→ **Exercise instructions**
Give back every line of the data exactly. Pictures are not part of the copy.

Recorded data
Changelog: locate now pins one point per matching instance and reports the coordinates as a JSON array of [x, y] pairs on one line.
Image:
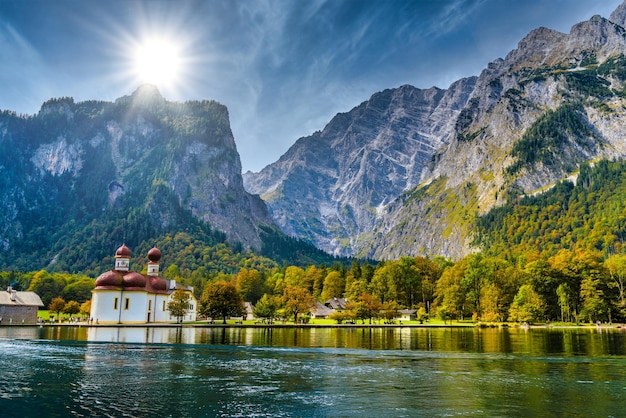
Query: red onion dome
[[134, 279], [157, 284], [154, 255], [109, 279], [123, 252]]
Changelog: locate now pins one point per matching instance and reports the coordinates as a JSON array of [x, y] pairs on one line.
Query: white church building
[[122, 296]]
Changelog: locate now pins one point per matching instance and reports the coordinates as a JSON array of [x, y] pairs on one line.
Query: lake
[[312, 372]]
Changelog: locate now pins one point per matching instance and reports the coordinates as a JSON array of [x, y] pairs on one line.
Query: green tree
[[179, 305], [250, 285], [85, 309], [616, 267], [46, 286], [266, 307], [71, 308], [527, 306], [449, 292], [296, 300], [56, 305], [220, 299], [333, 286], [383, 285], [389, 311], [366, 307]]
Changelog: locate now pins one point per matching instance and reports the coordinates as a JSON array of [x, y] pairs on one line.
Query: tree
[[366, 307], [250, 285], [616, 266], [179, 305], [296, 300], [266, 307], [563, 293], [389, 311], [57, 305], [527, 306], [220, 299], [333, 286], [46, 286], [383, 285], [449, 292], [71, 308], [85, 308]]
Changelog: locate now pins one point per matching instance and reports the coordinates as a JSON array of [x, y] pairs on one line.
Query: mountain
[[409, 171], [331, 187], [79, 179]]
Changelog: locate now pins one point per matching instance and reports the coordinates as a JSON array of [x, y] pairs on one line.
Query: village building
[[18, 307], [122, 296]]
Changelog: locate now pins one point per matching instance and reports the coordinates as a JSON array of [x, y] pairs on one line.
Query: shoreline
[[305, 326]]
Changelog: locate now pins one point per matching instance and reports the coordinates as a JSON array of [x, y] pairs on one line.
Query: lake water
[[312, 372]]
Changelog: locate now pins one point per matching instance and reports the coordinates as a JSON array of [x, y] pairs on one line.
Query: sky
[[283, 68]]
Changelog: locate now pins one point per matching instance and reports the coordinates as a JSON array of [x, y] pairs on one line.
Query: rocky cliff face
[[74, 163], [406, 172], [331, 187]]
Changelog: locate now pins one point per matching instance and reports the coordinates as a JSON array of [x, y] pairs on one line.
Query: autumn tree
[[383, 285], [527, 306], [71, 308], [616, 267], [220, 299], [296, 300], [57, 305], [179, 305], [266, 307], [334, 286], [250, 285], [85, 308], [365, 307], [449, 293]]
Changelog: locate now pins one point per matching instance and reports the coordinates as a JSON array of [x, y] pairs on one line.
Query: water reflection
[[141, 371]]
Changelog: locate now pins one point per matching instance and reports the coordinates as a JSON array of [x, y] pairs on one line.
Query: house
[[19, 307], [122, 296], [407, 314], [320, 311], [248, 309]]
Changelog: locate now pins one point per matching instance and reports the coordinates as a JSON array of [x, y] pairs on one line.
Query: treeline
[[571, 286]]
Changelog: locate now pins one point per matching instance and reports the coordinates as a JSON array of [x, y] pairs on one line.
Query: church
[[122, 296]]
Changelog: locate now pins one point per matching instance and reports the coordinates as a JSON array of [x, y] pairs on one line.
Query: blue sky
[[284, 68]]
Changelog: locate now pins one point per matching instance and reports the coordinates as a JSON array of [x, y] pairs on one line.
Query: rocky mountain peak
[[619, 15], [405, 172]]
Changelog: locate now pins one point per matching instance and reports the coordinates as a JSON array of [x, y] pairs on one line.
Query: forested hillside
[[589, 215]]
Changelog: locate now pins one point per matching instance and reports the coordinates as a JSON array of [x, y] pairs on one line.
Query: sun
[[157, 61]]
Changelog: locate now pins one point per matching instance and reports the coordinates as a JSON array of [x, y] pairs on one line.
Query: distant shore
[[313, 325]]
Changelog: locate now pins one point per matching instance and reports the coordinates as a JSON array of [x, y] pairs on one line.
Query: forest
[[557, 256]]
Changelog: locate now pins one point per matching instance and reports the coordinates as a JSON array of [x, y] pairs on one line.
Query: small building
[[122, 296], [248, 308], [19, 307], [407, 314], [320, 311]]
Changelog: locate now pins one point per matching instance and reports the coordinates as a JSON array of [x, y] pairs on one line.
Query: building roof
[[407, 311], [21, 299]]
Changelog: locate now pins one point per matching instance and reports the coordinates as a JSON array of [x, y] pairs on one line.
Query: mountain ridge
[[488, 150]]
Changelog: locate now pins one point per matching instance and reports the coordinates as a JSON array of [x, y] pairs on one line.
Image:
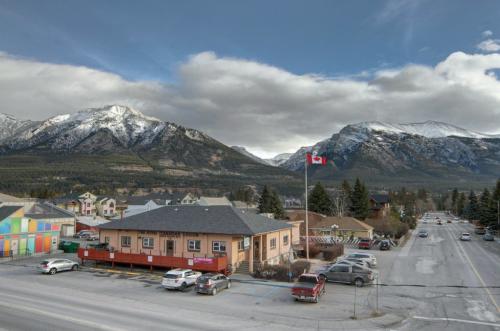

→ **Reply**
Changelog: locate now pins one point per matching instance and reports the coordinates as a JSON array of [x, y] pairs on one line.
Image:
Query: red onion dome
[[134, 279], [157, 284], [154, 255], [109, 279], [123, 252]]
Changelog: locate now pins one point per matching instance and reports the coordinates as a JSON array of [x, y] pairs on one line.
Query: white church building
[[122, 296]]
Changelog: locate now pins one point per matching instance and reports the coordinates as a JSON array of [x, y] pairs on one line.
Query: lake
[[312, 372]]
Changelog: locate now pins one point per matching instance and reports the coordinates as a JSON array of [x, y] pairs on one line.
Query: green tree
[[179, 305], [250, 285], [85, 309], [616, 267], [46, 286], [266, 307], [71, 308], [527, 306], [449, 292], [296, 300], [56, 305], [220, 299], [333, 286], [383, 285], [389, 311], [366, 307]]
Changelog: locate now pins one point per matching instance and reports the coordinates as a JSON array of [x, y] pairs on one line.
Query: tree
[[366, 307], [250, 285], [616, 266], [179, 305], [296, 300], [266, 307], [563, 293], [389, 311], [57, 305], [527, 306], [220, 299], [333, 286], [46, 286], [383, 285], [449, 292], [71, 308], [85, 308]]
Changelog: locate now pins one point per matching instance and reports the coordinates as a JSON array of [x, y] pairs on one line.
Query: mountain
[[409, 171], [331, 187], [79, 179]]
Changelog: locate now pins one point per matching instance and reports the coordinates as a JSON array of [x, y] pairs on one line.
Query: village building
[[18, 307], [122, 296]]
Changelog: locate now pins one point per matching instance and reports the coordinates as a JSON array of [x, y] pairs on one line.
Query: shoreline
[[305, 326]]
Changelog: locate now pins one point per matching instance and reports the coordinates as a JSON array of [x, y] pairs on one line.
Query: lake water
[[312, 372]]
Changelog: locate now pins one point per matching instance and reports the coordinates as a JSON array of [x, y] pairs on one line.
Query: sky
[[283, 68]]
Changelog: locate now pins one point per matching instance and reports the coordinates as a JSON array of [x, y] pairs on one line.
Query: rocky cliff face
[[74, 163], [406, 172], [331, 187]]
Changelog: locate now pins one point per matching instance and reports the coordinates as a JSON array of [x, y] pairs on one line.
Query: autumn tree
[[383, 285], [527, 306], [71, 308], [616, 267], [220, 299], [296, 300], [57, 305], [179, 305], [266, 307], [334, 286], [250, 285], [85, 308], [365, 307], [449, 293]]
Changelog: locate now pins one point per matching instance and reports the coordinates as a JSON array of [x, y] pairs on one line.
Query: water reflection
[[141, 371]]
Changelog: locate now pins one point per matching instance and reports the coordinates as a JSON array of [x, y] pairs on one line.
Query: house
[[19, 307], [122, 296], [407, 314], [320, 311], [248, 309]]
Changelog: locate now pins one point per matching instance and reports the coordinates as a JSON array of [x, y] pairs on one line.
Query: treeline
[[571, 286]]
Changelog: locate now pins one point per matching instance and reports the coordinates as a JSON array of [x, y] pairs on one line.
Query: church
[[122, 296]]
Changelog: locate now pins one point per matching instance and reports the coordinates as a JSON array of [x, y] pairs on one line.
Query: blue sky
[[284, 68]]
Changelog: locate now pins one point per matching instance and reports the coordinates as a JSON array of [x, y] pairs on one line.
Query: rocky mountain peak
[[619, 15], [405, 172]]
Changelog: locate now pins one point per matching instance and reports the coordinates as a JSON array of [x, y] pairs on one line.
Query: forested hillside
[[589, 215]]
Changelog: locate now pins one point per matching instance and reports the coordinates as a JSON array of [x, y] pairs on one line.
Query: sun
[[157, 61]]
Changelog: locate now pins one point per matching instance and reports the coordinates as a JSON array of [x, y] pairs on one line.
Query: distant shore
[[313, 325]]
Changelog: locate now pins one point per matching instance and reports the coordinates as a JSON array of [x, y] pairs on one line.
Query: forest
[[557, 256]]
Changelog: locate now pins one point per matching instance and reports the coordinates as a JSON array of [x, y] pairs on one line.
Query: small building
[[122, 296], [248, 308], [19, 307], [407, 314], [320, 311]]
Changelog: locate now pins one point per matching instance and reports the coordinates as a JSON array of [x, y] pairs on one line.
Query: building roof
[[407, 311], [21, 299]]
Changelog: locate now pins one point per matching instance and reports the coordinates as a JSON array of [x, y] pairs on one line.
Query: mountain ridge
[[488, 150]]
Changelog: locate now pins one point per matching instance and reports the coordinates as a JSON array of [x, y] pairs on one line.
Image:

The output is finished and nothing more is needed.